● **Data listing**

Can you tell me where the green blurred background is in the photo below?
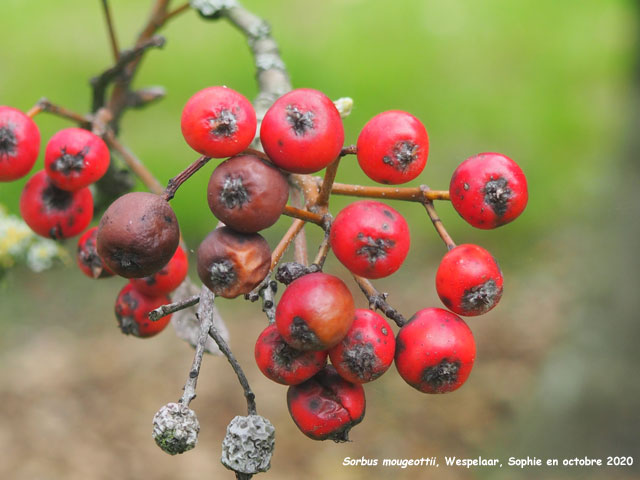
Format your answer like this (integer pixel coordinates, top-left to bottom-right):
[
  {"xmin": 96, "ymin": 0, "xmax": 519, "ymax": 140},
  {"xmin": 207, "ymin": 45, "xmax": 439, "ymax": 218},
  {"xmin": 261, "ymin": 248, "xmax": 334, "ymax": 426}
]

● **Set exercise**
Please copy the records above line for line without changing anything, and omit the pictures.

● **Full response**
Can you tell me where the green blurred background is in the photo below?
Format your answer like this (integer pixel coordinates, top-left to bottom-right):
[
  {"xmin": 96, "ymin": 0, "xmax": 519, "ymax": 140},
  {"xmin": 207, "ymin": 45, "xmax": 439, "ymax": 218},
  {"xmin": 261, "ymin": 248, "xmax": 334, "ymax": 426}
]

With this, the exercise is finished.